- _TASK STATEMENT_: Reproduce every record below exactly as it appears.

---------------

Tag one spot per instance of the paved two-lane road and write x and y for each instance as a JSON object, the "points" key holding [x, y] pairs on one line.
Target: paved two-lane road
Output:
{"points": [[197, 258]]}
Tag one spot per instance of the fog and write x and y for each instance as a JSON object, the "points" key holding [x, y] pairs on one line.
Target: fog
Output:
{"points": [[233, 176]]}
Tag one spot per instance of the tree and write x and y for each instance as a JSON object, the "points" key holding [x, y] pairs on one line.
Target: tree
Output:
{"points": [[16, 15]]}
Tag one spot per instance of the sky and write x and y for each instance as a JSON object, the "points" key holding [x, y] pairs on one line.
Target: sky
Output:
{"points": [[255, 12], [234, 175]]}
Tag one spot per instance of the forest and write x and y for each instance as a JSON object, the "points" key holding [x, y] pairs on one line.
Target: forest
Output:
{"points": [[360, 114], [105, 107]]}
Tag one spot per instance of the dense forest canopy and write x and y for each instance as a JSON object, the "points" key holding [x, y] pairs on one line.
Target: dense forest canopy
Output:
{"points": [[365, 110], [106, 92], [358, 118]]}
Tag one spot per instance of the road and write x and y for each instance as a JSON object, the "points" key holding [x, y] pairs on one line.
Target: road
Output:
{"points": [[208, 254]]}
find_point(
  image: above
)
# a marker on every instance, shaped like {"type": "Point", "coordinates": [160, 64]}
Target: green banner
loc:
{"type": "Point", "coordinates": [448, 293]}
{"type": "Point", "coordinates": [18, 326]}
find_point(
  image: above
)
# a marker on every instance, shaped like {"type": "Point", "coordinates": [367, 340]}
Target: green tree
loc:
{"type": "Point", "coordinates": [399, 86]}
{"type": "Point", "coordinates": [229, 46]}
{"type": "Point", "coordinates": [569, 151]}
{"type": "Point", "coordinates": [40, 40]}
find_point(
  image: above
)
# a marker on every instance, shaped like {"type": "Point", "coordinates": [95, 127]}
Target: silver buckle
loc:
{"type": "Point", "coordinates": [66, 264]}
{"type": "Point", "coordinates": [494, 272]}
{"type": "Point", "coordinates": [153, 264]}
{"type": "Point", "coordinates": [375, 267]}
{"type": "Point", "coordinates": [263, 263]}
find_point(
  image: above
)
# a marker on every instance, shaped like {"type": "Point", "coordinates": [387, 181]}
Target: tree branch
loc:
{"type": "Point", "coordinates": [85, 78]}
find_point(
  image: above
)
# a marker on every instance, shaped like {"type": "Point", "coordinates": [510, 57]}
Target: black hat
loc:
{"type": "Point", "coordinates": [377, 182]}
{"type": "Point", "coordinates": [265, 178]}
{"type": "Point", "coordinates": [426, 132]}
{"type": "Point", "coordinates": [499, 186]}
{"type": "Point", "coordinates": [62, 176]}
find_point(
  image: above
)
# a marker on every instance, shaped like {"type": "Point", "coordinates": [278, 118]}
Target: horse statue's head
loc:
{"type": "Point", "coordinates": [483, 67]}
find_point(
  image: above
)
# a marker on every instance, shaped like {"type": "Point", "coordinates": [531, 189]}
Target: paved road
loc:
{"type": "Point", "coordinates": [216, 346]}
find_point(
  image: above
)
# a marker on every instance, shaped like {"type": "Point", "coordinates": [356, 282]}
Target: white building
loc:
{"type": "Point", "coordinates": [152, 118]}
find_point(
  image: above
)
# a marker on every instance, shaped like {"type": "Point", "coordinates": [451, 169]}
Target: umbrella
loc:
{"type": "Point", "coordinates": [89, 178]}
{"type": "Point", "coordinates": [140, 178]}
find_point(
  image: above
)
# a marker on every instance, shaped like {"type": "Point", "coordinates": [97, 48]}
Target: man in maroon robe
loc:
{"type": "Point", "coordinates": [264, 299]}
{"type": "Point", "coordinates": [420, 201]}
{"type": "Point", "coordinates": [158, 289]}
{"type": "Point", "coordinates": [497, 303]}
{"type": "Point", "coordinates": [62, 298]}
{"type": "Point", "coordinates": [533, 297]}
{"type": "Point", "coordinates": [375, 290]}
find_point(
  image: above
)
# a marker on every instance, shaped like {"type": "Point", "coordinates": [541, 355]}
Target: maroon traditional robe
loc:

---------------

- _CORRECT ANSWER_:
Tag one spot per instance of the paved two-lane road and write x and y for each instance as a JSON object, the "points" key holding [x, y] pairs on one line.
Target: paved two-lane road
Output:
{"points": [[197, 258]]}
Tag one spot per instance of the fog and write x and y for each instance as a JSON object, the "points" key holding [x, y] pairs on one line.
Target: fog
Output:
{"points": [[233, 176]]}
Tag one spot per instance of the tree and write x and y for each instance as a JSON object, the "points" key holding [x, y] pairs on one line.
Target: tree
Output:
{"points": [[16, 15]]}
Tag one spot per instance of the sky and write x and y for each instance as a JSON object, the "points" key holding [x, y] pairs on one line.
Target: sky
Output:
{"points": [[255, 12], [234, 175]]}
Tag one spot per instance of the forest and write x and y for each instance as a JSON object, the "points" key holding [x, y] pairs on one line.
Target: forest
Output:
{"points": [[360, 114], [105, 107]]}
Tag one spot per instance of the dense forest canopy and write x and y for each instance as a JSON object, the "points" key holding [x, y] pairs on one line.
Target: dense forest canopy
Output:
{"points": [[365, 110], [106, 92], [358, 118]]}
Tag one spot per instance of the road and write x and y for each instance as a JSON object, the "points" key holding [x, y] pairs on one line.
Target: road
Output:
{"points": [[208, 254]]}
find_point(
  image: above
)
# a marker on every instance, shaped like {"type": "Point", "coordinates": [160, 64]}
Target: green banner
loc:
{"type": "Point", "coordinates": [448, 293]}
{"type": "Point", "coordinates": [18, 326]}
find_point(
  image: above
)
# a marker on every instance, shaped like {"type": "Point", "coordinates": [367, 340]}
Target: green tree
loc:
{"type": "Point", "coordinates": [399, 86]}
{"type": "Point", "coordinates": [229, 46]}
{"type": "Point", "coordinates": [569, 151]}
{"type": "Point", "coordinates": [40, 40]}
find_point(
  image: above
)
# a marker on every instance, shaped like {"type": "Point", "coordinates": [95, 127]}
Target: silver buckle
loc:
{"type": "Point", "coordinates": [66, 264]}
{"type": "Point", "coordinates": [494, 272]}
{"type": "Point", "coordinates": [153, 264]}
{"type": "Point", "coordinates": [375, 267]}
{"type": "Point", "coordinates": [263, 263]}
find_point(
  image: above
)
# a marker on every instance, shaped like {"type": "Point", "coordinates": [387, 181]}
Target: tree branch
loc:
{"type": "Point", "coordinates": [85, 78]}
find_point(
  image: above
)
# a marker on every instance, shaped like {"type": "Point", "coordinates": [510, 57]}
Target: black hat
loc:
{"type": "Point", "coordinates": [377, 182]}
{"type": "Point", "coordinates": [265, 178]}
{"type": "Point", "coordinates": [426, 132]}
{"type": "Point", "coordinates": [499, 186]}
{"type": "Point", "coordinates": [62, 176]}
find_point(
  image: above
)
# a marker on every instance, shaped like {"type": "Point", "coordinates": [278, 118]}
Target: horse statue's head
loc:
{"type": "Point", "coordinates": [483, 67]}
find_point(
  image: above
)
# a marker on every instance, shaped like {"type": "Point", "coordinates": [531, 189]}
Target: paved road
loc:
{"type": "Point", "coordinates": [216, 346]}
find_point(
  image: above
)
# a marker on every instance, shaped like {"type": "Point", "coordinates": [356, 282]}
Target: white building
loc:
{"type": "Point", "coordinates": [152, 118]}
find_point(
  image: above
)
# a marker on every instance, shaped like {"type": "Point", "coordinates": [451, 169]}
Target: umbrella
loc:
{"type": "Point", "coordinates": [89, 178]}
{"type": "Point", "coordinates": [140, 178]}
find_point(
  image: above
)
# a marker on every instance, shaped like {"type": "Point", "coordinates": [97, 48]}
Target: man in maroon robe
loc:
{"type": "Point", "coordinates": [264, 299]}
{"type": "Point", "coordinates": [420, 201]}
{"type": "Point", "coordinates": [158, 289]}
{"type": "Point", "coordinates": [497, 303]}
{"type": "Point", "coordinates": [62, 298]}
{"type": "Point", "coordinates": [533, 297]}
{"type": "Point", "coordinates": [375, 290]}
find_point(
  image: above
)
# a marker on every instance, shaped like {"type": "Point", "coordinates": [541, 355]}
Target: maroon traditional robe
loc:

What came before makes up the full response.